- _Task prompt_: Copy the lines from the line with "876, row 428." to the line with "column 377, row 322", swapping "bundle" for "stack" and keeping everything else the same.

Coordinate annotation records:
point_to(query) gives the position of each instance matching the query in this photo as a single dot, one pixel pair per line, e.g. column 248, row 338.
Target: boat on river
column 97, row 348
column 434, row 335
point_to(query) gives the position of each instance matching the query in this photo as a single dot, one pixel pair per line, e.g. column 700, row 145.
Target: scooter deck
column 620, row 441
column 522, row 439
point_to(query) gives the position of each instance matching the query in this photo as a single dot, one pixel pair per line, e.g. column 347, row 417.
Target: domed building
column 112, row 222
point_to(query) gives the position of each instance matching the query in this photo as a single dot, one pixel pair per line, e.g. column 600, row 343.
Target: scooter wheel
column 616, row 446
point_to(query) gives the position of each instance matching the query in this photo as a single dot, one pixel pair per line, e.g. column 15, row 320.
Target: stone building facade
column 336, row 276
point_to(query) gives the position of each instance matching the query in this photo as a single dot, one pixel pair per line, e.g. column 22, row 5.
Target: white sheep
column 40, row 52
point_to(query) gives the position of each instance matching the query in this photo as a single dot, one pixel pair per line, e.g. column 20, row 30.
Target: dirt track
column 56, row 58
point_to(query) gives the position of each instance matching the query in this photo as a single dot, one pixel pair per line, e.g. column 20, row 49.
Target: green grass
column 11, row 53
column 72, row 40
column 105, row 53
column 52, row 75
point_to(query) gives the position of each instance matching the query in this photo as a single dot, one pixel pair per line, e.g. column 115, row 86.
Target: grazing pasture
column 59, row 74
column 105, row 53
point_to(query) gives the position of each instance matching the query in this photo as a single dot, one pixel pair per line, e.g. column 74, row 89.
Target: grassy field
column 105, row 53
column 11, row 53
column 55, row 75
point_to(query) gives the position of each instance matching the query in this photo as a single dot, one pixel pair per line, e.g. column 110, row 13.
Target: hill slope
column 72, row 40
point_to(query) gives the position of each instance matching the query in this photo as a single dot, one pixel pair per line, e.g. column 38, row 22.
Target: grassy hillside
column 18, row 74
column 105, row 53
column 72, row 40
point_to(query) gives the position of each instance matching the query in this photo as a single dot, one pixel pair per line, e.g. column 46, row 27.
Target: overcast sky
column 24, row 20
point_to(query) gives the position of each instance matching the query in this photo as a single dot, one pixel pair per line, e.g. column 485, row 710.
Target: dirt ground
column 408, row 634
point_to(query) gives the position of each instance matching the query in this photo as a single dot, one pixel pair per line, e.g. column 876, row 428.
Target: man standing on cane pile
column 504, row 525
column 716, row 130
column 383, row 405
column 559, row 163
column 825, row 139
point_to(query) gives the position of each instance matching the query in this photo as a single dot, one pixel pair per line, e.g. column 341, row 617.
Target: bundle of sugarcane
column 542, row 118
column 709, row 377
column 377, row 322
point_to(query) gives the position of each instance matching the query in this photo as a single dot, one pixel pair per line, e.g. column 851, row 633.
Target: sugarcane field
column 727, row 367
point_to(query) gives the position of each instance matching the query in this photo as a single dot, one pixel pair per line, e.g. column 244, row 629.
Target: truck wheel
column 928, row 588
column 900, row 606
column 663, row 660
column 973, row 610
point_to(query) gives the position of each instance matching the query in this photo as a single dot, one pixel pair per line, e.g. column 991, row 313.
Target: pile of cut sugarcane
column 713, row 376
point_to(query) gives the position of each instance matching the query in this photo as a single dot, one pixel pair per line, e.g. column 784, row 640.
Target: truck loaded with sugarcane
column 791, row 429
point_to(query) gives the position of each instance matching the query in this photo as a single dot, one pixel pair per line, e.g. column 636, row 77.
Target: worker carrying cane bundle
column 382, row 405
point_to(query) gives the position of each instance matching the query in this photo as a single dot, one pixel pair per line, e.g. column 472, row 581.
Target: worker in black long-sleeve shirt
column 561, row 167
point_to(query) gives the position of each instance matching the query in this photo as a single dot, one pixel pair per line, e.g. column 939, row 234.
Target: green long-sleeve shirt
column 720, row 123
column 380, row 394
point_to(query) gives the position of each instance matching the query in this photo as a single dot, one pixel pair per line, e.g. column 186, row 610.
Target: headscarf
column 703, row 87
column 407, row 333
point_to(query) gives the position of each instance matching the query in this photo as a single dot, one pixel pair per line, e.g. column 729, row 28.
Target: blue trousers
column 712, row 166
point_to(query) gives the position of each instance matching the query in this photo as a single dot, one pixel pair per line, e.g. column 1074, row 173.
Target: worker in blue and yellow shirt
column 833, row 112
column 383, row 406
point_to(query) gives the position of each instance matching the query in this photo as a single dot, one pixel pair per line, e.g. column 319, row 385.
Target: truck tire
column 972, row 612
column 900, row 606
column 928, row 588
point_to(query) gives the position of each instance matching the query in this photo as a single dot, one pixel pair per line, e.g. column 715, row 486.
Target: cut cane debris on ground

- _Expected answer_:
point_to(query) gives the position of each instance matching the query in this photo as a single dot, one pixel pair per line, e.g. column 876, row 428.
Target: man standing on cane pile
column 504, row 525
column 716, row 130
column 383, row 405
column 559, row 163
column 825, row 139
point_to(query) gives the position of each instance matching the query in this photo as a single dot, one pixel pair per line, e.g. column 341, row 617.
Target: stack of sugarcane
column 542, row 118
column 709, row 377
column 377, row 322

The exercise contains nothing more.